* USING THE INFORMATION
1. Reproduce everything in the harp recording review from "Osian Ellis’s artistry" down to "scene rather well.".
2. For each statement about the harp recording review, answer yes or no and quote the words of the review that settle it: (a) The Debussy Sonata is in three movements. (b) Osian Ellis was principal harpist of the BBC Symphony Orchestra. (c) The liner-note essay is printed in several languages.

* EXERCISE TEXT
Start of Block

This is predominantly a full-sounding and imperiously lapel-close transfer of a classic Melos Ensemble LP of the early 1960s. Many of you will have learnt these works from that LP. The vinyl source appears to be in pretty good heart.
 
The repertoire is Gallic and runs to a lush and warming Ravel Introduction and Allegro. After hearing this your face feels warm, as if you have been standing close to a blazing log fire. Just the thing for English Winter sleet and Autumn gusts. Much the same can be said of the subtle intimations and contrasted poetry and drama of the three-movement Debussy Sonata for flute, viola and harp. Roussel’s Sérénade for flute, string trio and harp is also in three movements. The style is slightly sec by contrast with its disc-mates but full of interest and magical effects. The Ropartz Prélude, Marine et Chansons was for years the work by which that composer’s reputation hung like an invincible thread in the consciousness of recording collectors. It’s a lush and atmospheric work with a marine pastoral feeling typical of the composer’s Breton roots and as tumblingly magical as Louis Aubert’s Le Tombeau de Chateaubriand.
 
The Boieldieu comes as a sharp style-change. The three-movement concerto is graceful – all bone-china and Mozart. Ellis stands back and Jamet steps forward for the solo harp. The full orchestral accompaniment dictates a more distant audio image and Jamet’s harp is a more slender silvery presence by comparison with Ellis’s full lipped fruitfulness. It has its own different and playfully delicate magic.
 
Osian Ellis’s artistry is legendary and the playing heard here shows us how the legend came about. He was for many years principal harpist of the LSO. He attracted harp concertos from Hoddinott, Mathias, Alwyn (his extraordinary Lyra Angelica) and Holloway.
 
The Melos Ensemble was formed by outstanding musicians who held positions in notable orchestras and appeared as soloists. The core founders were clarinettist Gervase de Peyer, flautist Richard Adeney, viola player Cecil Aronowitz and cellist Terence Weil.
 
Alto cut no corners with the liner-note. Peter Avis in his English-only essay across four and a half pages sets the scene rather well.
 
Classic harp works in elite recordings from the middle of the last century.

End of Block

* LISTED RECORDS
Start of Block

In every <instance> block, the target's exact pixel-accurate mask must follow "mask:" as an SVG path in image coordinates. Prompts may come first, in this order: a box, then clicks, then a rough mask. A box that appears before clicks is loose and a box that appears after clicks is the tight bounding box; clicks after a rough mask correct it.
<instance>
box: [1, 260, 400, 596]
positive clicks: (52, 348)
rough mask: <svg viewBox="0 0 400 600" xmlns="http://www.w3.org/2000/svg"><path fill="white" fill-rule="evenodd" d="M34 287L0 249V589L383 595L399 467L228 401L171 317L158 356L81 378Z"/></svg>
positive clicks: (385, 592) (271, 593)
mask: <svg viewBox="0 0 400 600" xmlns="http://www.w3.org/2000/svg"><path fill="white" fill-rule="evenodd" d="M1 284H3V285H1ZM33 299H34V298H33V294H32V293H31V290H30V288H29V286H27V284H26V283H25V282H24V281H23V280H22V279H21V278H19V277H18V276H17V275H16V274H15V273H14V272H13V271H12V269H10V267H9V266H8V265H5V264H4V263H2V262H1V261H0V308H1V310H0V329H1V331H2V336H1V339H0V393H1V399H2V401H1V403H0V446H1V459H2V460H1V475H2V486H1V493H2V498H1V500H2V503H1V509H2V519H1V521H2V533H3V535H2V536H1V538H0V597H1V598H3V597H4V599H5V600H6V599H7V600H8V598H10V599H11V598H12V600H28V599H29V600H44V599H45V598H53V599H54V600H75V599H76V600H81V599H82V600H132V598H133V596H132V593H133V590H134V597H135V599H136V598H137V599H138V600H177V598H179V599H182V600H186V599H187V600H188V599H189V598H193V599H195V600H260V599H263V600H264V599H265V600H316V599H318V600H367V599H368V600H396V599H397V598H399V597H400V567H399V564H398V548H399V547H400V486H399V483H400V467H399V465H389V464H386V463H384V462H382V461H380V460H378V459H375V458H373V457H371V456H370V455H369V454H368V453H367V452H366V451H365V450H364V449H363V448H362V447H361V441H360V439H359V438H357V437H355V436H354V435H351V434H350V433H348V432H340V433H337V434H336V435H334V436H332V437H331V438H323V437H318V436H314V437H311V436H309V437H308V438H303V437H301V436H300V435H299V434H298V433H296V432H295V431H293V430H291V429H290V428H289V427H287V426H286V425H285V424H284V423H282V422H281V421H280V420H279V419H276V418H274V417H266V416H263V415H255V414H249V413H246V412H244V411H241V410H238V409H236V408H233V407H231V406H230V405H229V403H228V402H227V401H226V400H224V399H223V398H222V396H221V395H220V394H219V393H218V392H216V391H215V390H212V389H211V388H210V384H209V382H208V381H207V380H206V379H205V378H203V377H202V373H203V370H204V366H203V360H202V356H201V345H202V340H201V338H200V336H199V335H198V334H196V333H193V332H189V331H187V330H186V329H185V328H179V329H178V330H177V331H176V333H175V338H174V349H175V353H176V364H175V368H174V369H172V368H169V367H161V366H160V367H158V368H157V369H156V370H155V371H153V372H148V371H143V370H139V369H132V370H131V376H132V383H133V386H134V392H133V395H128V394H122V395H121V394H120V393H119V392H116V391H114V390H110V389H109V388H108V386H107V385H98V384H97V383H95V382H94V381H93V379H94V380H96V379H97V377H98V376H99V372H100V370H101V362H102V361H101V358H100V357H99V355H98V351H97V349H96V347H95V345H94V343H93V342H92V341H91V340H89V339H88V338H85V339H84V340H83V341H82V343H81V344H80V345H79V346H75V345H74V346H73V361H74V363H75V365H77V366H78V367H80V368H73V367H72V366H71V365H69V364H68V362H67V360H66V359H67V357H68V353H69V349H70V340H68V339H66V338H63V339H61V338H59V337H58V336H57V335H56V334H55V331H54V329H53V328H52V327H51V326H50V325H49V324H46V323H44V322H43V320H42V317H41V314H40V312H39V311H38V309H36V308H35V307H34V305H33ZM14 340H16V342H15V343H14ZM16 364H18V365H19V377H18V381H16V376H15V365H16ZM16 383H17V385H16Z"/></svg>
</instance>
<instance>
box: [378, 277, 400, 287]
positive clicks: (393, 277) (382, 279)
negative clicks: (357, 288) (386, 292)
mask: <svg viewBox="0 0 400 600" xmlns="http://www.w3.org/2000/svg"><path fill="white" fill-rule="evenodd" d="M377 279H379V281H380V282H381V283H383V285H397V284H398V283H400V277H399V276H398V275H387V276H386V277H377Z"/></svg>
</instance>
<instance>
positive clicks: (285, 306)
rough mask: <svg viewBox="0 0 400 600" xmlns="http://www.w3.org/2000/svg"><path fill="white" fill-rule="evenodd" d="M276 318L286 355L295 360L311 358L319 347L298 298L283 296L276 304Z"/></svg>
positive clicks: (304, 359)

End of Block

* TASK RESPONSES
1.
Osian Ellis’s artistry is legendary and the playing heard here shows us how the legend came about. He was for many years principal harpist of the LSO. He attracted harp concertos from Hoddinott, Mathias, Alwyn (his extraordinary Lyra Angelica) and Holloway.
 
The Melos Ensemble was formed by outstanding musicians who held positions in notable orchestras and appeared as soloists. The core founders were clarinettist Gervase de Peyer, flautist Richard Adeney, viola player Cecil Aronowitz and cellist Terence Weil.
 
Alto cut no corners with the liner-note. Peter Avis in his English-only essay across four and a half pages sets the scene rather well.

2.
(a) Yes: "the three-movement Debussy Sonata for flute, viola and harp"
(b) No: "He was for many years principal harpist of the LSO."
(c) No: "his English-only essay across four and a half pages"